**Instructions for the task:** From the records below, find each line with the string "brown" and copy it.

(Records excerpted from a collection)
------

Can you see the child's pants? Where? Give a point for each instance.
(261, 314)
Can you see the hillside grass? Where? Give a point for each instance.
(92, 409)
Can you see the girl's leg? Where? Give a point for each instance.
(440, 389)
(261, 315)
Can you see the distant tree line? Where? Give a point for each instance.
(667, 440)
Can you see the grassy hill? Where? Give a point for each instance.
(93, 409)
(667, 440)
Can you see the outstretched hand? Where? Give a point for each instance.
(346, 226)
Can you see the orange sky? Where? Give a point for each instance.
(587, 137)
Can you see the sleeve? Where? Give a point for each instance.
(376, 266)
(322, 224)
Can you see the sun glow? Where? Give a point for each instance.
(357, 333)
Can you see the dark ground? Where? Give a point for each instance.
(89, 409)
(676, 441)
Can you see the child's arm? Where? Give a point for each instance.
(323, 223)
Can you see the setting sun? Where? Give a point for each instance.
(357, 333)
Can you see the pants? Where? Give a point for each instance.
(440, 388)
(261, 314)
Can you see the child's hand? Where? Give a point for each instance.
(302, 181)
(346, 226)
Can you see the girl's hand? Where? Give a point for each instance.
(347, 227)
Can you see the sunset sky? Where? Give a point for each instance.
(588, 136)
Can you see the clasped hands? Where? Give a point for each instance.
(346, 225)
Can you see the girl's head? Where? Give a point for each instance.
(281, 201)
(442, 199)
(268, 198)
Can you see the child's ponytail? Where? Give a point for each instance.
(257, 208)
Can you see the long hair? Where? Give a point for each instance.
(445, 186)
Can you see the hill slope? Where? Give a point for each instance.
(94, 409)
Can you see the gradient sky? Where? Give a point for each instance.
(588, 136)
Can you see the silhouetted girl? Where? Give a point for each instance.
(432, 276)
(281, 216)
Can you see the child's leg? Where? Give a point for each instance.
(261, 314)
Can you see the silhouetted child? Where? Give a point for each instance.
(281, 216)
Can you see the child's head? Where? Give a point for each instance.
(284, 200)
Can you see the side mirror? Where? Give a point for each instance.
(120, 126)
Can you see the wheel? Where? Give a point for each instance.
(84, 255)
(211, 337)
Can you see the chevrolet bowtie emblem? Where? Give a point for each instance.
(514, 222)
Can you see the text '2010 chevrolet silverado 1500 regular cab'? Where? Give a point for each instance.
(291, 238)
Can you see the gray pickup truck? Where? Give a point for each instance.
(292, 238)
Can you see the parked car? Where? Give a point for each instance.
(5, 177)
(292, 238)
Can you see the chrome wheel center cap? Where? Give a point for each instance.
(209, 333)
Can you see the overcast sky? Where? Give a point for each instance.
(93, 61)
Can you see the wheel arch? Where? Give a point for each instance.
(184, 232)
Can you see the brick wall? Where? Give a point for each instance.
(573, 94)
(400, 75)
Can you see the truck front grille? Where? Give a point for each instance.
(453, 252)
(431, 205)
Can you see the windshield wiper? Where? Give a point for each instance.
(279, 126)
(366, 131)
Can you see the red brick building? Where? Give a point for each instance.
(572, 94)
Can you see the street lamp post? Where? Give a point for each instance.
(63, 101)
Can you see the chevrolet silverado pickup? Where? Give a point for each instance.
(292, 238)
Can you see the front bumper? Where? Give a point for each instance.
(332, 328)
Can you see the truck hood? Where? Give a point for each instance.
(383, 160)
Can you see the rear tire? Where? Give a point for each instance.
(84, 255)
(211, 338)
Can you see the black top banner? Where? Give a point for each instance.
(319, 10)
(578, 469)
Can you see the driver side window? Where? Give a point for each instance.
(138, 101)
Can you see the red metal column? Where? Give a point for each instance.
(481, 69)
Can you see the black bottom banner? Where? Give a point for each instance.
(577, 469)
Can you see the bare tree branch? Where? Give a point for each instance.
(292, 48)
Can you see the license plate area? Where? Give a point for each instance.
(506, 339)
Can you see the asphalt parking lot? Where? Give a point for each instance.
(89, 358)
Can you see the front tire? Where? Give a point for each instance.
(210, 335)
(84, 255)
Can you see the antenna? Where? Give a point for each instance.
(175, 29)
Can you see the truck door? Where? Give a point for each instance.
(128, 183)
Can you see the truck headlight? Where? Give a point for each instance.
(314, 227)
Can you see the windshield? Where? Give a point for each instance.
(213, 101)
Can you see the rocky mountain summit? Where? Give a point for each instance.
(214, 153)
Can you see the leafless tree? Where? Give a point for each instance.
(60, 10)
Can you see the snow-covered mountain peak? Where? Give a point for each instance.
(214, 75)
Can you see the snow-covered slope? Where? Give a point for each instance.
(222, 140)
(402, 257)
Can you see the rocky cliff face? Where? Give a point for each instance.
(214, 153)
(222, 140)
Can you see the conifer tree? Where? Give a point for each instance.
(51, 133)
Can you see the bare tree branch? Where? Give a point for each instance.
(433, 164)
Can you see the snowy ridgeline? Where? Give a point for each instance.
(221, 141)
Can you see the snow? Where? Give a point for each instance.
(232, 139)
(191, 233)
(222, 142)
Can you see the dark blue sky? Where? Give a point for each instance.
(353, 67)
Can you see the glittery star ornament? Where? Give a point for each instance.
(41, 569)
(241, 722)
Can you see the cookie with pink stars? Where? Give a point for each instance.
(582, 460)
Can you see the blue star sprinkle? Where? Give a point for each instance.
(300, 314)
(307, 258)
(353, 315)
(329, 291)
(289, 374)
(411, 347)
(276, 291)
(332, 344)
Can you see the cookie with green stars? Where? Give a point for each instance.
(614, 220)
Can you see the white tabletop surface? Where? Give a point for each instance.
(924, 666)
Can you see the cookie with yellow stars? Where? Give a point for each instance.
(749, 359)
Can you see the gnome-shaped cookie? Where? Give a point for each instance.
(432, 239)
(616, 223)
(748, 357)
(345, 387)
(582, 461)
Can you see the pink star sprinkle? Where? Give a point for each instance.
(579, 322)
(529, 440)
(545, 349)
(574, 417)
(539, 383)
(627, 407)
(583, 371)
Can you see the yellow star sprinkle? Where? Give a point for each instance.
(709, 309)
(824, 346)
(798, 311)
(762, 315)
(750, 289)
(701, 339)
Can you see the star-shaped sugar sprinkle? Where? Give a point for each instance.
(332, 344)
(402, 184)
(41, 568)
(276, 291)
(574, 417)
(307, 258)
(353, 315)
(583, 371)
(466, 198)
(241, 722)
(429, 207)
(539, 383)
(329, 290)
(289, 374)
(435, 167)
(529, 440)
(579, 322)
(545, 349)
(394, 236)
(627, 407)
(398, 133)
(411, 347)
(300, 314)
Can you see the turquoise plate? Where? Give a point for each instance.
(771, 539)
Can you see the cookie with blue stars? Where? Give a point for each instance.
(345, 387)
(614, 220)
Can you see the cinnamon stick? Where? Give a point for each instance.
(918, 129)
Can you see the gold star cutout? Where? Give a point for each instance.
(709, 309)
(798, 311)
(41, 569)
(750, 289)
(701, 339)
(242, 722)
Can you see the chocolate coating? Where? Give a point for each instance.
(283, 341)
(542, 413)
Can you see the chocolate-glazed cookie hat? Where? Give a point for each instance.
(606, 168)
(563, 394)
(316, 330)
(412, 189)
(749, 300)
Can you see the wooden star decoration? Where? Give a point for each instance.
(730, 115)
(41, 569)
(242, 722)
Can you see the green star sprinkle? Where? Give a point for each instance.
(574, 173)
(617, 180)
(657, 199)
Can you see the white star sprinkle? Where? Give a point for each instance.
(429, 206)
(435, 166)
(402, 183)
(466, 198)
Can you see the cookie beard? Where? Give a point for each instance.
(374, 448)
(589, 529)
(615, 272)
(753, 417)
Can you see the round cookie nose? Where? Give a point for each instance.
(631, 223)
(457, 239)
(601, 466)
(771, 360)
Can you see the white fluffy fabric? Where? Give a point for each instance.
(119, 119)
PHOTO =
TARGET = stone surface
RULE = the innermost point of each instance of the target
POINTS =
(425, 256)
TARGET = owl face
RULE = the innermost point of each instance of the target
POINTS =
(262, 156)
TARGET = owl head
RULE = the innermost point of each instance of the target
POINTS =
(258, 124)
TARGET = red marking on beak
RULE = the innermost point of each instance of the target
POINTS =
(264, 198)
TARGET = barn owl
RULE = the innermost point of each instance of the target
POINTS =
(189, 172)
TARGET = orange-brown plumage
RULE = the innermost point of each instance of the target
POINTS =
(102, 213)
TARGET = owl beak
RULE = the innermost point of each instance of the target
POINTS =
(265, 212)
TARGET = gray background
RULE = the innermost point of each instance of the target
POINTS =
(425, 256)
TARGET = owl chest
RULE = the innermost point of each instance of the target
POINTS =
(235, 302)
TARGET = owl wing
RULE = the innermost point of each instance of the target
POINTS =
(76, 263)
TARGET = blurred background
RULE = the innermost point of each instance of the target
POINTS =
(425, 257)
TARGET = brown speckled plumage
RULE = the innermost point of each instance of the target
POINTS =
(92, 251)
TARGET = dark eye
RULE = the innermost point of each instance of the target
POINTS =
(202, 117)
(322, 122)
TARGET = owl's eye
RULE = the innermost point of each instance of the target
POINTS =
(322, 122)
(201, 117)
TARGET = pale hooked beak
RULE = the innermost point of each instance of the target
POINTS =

------

**Written answer:**
TARGET = orange-brown plumage
TARGET = brown speckled plumage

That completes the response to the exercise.